Brief:
Look at the entries below and reproduce them exactly.

Natural language region descriptions:
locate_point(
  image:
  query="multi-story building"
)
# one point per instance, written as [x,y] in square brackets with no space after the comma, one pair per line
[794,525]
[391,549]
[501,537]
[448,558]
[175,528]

Task answer:
locate_point(
  image:
  query="multi-story building"
)
# one point per instance, written as [x,y] in square brackets with no space after the comma, one pair per line
[794,525]
[391,549]
[501,537]
[448,558]
[175,528]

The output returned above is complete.